At NM 9700 6330, on an isolated rocky ridge, running NW-SE, known as Torr an Duin, are the remains of a fort.

The highest (SE) part of the ridge, measuring c. 40.0m by c. 15.0m, has been defended by a wall which can be traced in the NW, N, and NE, where the base course of the outer face is visible intermittently. A quantity of tumble at the base of the cliffs elsewhere suggests that the wall continued around the cliff top, but there is now no trace of it.

At a lower level to the NW and along the NE side of the ridge is a further wall, now visible as a turf- covered bank spread to c. 3.0m and c. 0.5m high. It is uncertain how or where it was joined to the main wall, but it may be a continuation of the wall marked A-B on plan. At its NW extremity is an excavation made by Reid (1909) in 1908 where he found an "exceptionally strong wall of two courses with masses of vitrified material inside it." The excavation is now overgrown and no vitrified material can be seen but two earthfast stones here may be of the inner and outer faces giving a wall thickness of 2.3m.

The change in level between the walls is noted by Reid as a partly artificial ditch, but it appears to be natural.

Feachem (1963), and Reid, who writes them off as cattle pens, note several "mound marked enclosures" to the W of the fort, but there is nothing here but natural formations.

Reid notes the entrance to the fort "in its E end, a door check being cut into the rock a third of the way up the path, and inside the barrier a quarry-like clearing, possibly a pen for animals,". The entrance cannot now be located, but it would probably be in the NW at the easiest approach. The alleged door check was not located but the quarry-like clearing is a sub-rectangular shelf in the SE slope of the ridge, with traces of walling around it, and is probably a sheep pen associated with depopulated activities at the S base of the ridge.

Surveyed at 1:10,000.

A Reid 1909; R W Feachem 1963; Visited by OS (R L) 7 May 1970.

(NM 9700 6330) Fort (NR)

OS 1:10,000 map, (1975)

Fort, Torr an Duin: The summit of Torr an Duin, a narrow rocky ridge rosing to a height of some 25m above the N shore of Loch nan Gobhar, is occupied by the remains of a univallate stone-walled fort. On the NE, SE and SW sides precipitous rocky slopes afford strong natural protection, but a more gentle, although rock-studded, incline provides relatively easy access from the NW. The fort measures approximately 45m by 12m internally and has been defended by a stone wall, which survives on the N half of the perimeter as a low grass-grown band of stony debris, ranging from about 1m to 3.3m in thickness. At various points, and particularly on the NW, short stretches and individual stones of the outer face have been preserved in situ, as shown on the plan; no inner facing-stones can, however, be seen. Elsewhere the wall appears to have collapsed down the steep sides of the ridge, and a considerable amount of debris has accumulated at the foot of the slope on the SW.

* * * *

### AIM OF THE EXERCISE
Pick up the account of the fort on Torr an Duin and carry it on from its last sentence.

* * * *

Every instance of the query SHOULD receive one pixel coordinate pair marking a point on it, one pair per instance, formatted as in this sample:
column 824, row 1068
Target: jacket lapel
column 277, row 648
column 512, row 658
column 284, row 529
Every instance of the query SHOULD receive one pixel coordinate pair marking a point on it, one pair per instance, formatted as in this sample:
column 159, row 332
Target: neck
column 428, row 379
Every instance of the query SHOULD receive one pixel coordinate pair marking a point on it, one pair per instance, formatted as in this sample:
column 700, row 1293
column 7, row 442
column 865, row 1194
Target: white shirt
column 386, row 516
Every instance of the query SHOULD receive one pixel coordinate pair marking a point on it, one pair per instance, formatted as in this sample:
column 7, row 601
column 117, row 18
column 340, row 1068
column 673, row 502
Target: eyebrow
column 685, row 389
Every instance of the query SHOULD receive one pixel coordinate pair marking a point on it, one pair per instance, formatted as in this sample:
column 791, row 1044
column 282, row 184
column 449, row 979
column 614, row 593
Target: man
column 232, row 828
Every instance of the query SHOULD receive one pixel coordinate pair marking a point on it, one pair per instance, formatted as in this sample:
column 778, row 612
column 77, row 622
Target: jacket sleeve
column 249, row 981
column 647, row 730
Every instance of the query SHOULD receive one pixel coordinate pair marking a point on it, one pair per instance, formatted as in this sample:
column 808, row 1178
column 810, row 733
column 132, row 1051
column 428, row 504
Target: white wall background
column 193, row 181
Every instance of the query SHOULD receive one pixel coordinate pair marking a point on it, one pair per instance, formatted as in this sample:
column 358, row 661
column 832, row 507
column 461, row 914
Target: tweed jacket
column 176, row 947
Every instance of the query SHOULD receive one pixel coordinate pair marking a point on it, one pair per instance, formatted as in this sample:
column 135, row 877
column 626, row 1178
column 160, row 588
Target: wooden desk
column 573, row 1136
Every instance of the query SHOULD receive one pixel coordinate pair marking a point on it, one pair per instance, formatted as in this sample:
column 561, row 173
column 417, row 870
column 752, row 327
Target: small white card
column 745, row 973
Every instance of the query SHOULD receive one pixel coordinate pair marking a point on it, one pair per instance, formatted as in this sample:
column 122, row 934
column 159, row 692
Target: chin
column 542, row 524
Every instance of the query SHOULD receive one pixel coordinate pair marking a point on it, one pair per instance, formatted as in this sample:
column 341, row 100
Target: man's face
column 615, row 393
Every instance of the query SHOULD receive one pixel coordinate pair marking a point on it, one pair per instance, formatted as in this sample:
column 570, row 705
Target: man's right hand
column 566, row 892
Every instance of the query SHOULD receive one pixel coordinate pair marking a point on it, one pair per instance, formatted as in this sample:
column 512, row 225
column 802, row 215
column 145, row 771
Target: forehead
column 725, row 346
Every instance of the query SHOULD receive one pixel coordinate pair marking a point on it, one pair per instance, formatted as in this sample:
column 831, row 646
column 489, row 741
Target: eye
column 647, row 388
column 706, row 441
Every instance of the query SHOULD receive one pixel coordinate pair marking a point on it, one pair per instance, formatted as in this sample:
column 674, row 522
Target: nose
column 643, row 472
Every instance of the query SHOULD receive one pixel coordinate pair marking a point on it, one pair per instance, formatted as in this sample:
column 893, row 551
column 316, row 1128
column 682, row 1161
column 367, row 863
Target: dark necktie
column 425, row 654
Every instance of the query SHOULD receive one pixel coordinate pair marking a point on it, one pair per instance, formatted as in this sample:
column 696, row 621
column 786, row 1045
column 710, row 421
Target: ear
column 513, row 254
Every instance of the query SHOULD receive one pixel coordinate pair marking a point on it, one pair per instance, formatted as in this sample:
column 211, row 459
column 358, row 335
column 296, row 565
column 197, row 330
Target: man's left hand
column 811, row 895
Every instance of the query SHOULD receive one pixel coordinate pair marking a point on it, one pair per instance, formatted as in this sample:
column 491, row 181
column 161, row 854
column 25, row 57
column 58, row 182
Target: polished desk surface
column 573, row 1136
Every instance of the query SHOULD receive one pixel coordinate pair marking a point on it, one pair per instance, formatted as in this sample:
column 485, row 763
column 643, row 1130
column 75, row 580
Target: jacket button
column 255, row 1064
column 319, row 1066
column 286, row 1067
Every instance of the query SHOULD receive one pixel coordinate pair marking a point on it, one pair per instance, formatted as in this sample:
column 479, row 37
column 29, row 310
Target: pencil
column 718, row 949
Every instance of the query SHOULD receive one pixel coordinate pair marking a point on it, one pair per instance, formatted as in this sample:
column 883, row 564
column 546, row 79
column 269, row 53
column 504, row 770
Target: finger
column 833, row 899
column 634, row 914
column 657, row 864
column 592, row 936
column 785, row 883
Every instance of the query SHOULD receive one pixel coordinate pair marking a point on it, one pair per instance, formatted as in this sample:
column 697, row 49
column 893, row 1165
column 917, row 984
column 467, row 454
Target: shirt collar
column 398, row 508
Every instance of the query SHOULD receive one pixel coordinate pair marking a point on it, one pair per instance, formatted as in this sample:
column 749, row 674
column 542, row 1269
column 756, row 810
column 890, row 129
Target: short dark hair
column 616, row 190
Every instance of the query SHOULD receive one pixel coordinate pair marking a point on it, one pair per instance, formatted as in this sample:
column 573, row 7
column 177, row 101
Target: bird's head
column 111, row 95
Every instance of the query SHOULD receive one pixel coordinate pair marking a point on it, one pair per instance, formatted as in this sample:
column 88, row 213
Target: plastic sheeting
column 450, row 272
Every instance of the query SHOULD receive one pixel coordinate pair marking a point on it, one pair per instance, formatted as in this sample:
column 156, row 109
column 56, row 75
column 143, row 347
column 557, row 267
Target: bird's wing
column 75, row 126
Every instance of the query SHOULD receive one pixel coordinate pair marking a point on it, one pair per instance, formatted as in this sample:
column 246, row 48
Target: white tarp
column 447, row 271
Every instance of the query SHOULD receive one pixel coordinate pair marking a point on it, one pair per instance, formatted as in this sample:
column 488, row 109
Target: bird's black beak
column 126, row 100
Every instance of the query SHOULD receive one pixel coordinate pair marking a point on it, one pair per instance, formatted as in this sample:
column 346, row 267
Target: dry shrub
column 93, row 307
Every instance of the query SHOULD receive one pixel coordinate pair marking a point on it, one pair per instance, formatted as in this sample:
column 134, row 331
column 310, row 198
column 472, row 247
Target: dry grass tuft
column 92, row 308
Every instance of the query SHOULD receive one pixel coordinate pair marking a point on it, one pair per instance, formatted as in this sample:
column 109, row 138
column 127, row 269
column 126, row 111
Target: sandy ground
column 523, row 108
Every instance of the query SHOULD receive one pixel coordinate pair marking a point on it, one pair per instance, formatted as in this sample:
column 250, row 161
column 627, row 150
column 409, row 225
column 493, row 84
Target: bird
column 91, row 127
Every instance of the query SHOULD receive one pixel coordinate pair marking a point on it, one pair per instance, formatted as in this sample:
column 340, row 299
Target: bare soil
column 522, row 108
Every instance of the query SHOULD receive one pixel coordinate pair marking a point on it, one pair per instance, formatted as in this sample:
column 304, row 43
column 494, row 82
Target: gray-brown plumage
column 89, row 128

* * * *

### WRITTEN REPLY
When excavation was carried out in 1908, it is recorded (Reid 1909) that a large amount of vitrified material was recovered from a 'remarkable tumulus' at the W end of the fort, although none was found in any of the other sections cut through the defences. The only vitrifaction to be seen on the date of visit was a single lump found lying in tumbled debris at the foot of the SW slope. However, comparison of the published plan with the surviving remains makes it tolerably clear that the excavator had overestimated the length of the fort, and the source of vitrified stone thus lay approximately 30m NW of its E end. Whether the vitrifaction discovered in 1908 came from an outer wall, now totally obscured, or from the main wall cannot now be determined, but the latter alternative seems more likely.

The entrance is situated in the middle of the N side, immediately NW of a large boulder which has been incorporated in the fabric of the wall. The feature situated below the fort at the SE end of the ridge, which was described in the report as a rock-cut 'gateway', should be entirely discounted. The interior of the fort contains no traces of habitations. RCAHMS 1975, visited 1973.

Activities

Field Visit (16 July 1943)

This site was included within the RCAHMS Emergency Survey (1942-3), an unpublished rescue project. Site descriptions, organised by county, vary from short notes to lengthy and full descriptions and are available to view online with contemporary sketches and photographs. The original typescripts, manuscripts, notebooks and photographs can also be consulted in the RCAHMS Search Room.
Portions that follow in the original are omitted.